> _QUOTED PASSAGE_
===============
It seems like James has thrown out the multipliers for the older cards (pre GCN) - they all appear as if they were not able to run mfakto. 6950/6970 have been on this list before. We have only very few samples so the entry can be rather inaccurate. These cards use a distinct architecture (VLIW4), where I did not really optimize mfakto for. If you run the mfakto 0.15 benchmarking script, then I may be able to see if using another kernel would give better results. I will probably not do more optimizations than that for VLIW4.

willmore 2015-06-05 21:24

perftestmfakto.cmd missing
 
1 Attachment(s)
I don't know what I did wrong, but I pulled a .zip from the github and put it on my test machine. I can't find a perftestmfakto.cmd script. So, I ran mfakto with --perftest. Here are the results.

CPU is a Pentium G2020 and the GPU is an HD7770.

If there is more I should do, please let me know. I would be glad to help test.

willmore 2015-06-07 03:24

It failed some selftests as well. I can send you the selftest log. Even xz compressed, it's 2.3 MB. Lots of output there.

I have installed 0.14 and it passed the -st2 just fine. I'm running the performance test on it out of curiousity. I can provide any of those logs if you think it might be of help.

Cheers.

Ethan (EO) 2015-06-08 19:19

1 Attachment(s)
[QUOTE=Bdot;403127]It seems like James has thrown out the multipliers for the older cards (pre GCN) - they all appear as if they were not able to run mfakto. 6950/6970 have been on this list before. We have only very few samples so the entry can be rather inaccurate. These cards use a distinct architecture (VLIW4), where I did not really optimize mfakto for. If you run the mfakto 0.15 benchmarking script, then I may be able to see if using another kernel would give better results. I will probably not do more optimizations than that for VLIW4.[/QUOTE]


I've pulled the card now, but did manage to run the 0.15pre5 benchmarking script first; results attached.

glebm 2015-07-25 20:54

The latest source from GitHub, compiled Visual Studio 2013 and App SDK 3.0 Beta running on Tonga (R9 380) fails both selftests (0.14) works.
===============
> _ROWS_
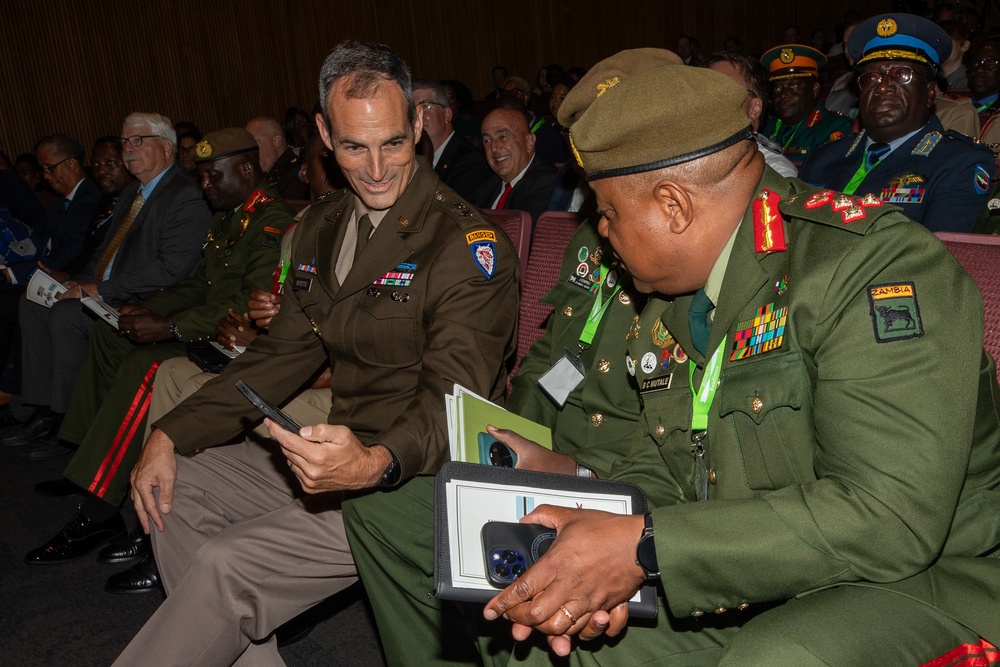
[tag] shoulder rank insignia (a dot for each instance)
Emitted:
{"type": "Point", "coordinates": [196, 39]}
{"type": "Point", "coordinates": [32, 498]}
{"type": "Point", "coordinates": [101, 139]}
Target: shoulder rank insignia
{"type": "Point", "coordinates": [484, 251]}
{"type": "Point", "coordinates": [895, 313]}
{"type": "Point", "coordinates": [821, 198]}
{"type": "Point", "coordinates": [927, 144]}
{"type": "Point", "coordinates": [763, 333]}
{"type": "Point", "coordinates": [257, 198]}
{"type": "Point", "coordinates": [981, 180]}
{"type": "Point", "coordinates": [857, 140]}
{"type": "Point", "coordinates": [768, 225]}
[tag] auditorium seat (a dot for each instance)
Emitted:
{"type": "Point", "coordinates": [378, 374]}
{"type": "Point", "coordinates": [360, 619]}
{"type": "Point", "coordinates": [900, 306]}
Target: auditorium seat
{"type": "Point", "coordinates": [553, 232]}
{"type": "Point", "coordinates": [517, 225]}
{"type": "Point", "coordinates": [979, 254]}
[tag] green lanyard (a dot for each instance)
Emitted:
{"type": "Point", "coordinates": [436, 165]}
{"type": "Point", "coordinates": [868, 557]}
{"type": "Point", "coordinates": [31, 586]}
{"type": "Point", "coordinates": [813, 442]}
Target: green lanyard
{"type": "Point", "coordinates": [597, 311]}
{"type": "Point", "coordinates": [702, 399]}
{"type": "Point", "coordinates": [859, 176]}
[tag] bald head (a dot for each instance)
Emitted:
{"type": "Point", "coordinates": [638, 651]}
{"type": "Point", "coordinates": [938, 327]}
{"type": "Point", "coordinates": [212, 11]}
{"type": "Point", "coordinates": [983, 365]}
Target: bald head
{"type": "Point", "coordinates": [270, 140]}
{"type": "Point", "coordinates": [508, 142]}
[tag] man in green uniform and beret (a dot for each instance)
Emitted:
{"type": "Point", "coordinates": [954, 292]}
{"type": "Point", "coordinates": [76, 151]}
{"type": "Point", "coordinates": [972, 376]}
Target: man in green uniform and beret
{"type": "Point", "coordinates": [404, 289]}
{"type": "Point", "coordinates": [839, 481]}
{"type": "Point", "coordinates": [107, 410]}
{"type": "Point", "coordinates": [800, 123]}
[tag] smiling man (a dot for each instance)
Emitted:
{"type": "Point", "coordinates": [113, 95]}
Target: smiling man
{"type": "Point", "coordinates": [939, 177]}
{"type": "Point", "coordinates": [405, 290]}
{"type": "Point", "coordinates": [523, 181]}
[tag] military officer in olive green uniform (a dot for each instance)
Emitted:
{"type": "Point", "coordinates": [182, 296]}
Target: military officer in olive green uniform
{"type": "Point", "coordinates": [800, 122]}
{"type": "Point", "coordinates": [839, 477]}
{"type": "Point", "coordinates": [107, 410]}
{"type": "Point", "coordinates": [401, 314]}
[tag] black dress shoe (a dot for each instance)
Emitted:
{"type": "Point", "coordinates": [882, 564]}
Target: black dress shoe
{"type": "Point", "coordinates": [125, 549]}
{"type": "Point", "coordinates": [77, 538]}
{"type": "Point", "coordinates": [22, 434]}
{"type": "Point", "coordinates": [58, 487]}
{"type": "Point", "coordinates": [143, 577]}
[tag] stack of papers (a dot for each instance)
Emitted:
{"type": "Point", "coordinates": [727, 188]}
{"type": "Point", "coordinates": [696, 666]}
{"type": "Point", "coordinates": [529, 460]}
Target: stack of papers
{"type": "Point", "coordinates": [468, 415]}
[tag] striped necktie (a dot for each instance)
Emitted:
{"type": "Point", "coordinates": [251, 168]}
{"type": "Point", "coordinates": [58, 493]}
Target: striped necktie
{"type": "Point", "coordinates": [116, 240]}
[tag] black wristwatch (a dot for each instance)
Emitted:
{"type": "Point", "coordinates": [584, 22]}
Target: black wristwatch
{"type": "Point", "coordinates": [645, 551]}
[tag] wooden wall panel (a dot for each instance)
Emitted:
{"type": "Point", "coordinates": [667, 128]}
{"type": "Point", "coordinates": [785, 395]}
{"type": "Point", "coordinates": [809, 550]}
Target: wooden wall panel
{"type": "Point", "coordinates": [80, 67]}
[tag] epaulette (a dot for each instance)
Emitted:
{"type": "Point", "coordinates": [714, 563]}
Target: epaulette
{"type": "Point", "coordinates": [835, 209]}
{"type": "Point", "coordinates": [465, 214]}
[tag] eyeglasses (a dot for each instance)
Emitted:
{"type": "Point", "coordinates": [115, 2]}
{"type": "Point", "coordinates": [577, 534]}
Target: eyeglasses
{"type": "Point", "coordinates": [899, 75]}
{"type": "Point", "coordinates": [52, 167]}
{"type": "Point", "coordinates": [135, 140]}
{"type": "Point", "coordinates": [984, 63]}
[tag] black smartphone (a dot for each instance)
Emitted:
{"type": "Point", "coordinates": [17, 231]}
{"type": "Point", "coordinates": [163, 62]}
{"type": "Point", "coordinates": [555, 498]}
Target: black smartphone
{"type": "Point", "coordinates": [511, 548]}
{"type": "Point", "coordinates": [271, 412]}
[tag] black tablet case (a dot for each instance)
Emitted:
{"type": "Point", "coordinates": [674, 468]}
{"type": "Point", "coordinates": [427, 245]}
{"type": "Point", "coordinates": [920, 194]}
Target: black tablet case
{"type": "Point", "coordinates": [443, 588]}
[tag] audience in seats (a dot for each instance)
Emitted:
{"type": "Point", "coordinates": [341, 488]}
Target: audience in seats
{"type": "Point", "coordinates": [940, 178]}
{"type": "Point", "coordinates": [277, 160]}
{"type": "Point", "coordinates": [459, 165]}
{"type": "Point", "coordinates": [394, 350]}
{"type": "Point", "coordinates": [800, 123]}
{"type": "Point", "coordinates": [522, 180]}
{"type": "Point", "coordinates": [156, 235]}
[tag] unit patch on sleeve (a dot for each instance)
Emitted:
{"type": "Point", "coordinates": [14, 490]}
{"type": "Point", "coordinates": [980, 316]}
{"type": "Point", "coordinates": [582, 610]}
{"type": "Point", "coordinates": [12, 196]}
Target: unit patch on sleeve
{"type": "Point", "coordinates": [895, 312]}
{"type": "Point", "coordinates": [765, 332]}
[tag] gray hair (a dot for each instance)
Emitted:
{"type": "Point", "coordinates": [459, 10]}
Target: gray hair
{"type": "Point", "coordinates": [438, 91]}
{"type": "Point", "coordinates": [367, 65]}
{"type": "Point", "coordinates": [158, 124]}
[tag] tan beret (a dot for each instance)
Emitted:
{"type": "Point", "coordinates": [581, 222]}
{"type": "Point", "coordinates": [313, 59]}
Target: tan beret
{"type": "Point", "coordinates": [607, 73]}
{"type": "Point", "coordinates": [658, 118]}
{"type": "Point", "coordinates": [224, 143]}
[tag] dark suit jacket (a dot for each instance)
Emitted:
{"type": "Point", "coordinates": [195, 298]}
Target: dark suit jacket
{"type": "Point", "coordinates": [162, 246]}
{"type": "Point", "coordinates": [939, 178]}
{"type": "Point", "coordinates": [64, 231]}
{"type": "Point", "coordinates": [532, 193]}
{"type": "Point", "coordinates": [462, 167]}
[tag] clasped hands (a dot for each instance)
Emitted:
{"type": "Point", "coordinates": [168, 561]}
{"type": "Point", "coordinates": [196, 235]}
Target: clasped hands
===============
Edit the mfakto forum thread from "willmore 2015-06-05 21:24" up to and including "is an HD7770.", changing "test machine" to "spare computer".

> _ANSWER TO THIS TASK_
willmore 2015-06-05 21:24

perftestmfakto.cmd missing
 
1 Attachment(s)
I don't know what I did wrong, but I pulled a .zip from the github and put it on my spare computer. I can't find a perftestmfakto.cmd script. So, I ran mfakto with --perftest. Here are the results.

CPU is a Pentium G2020 and the GPU is an HD7770.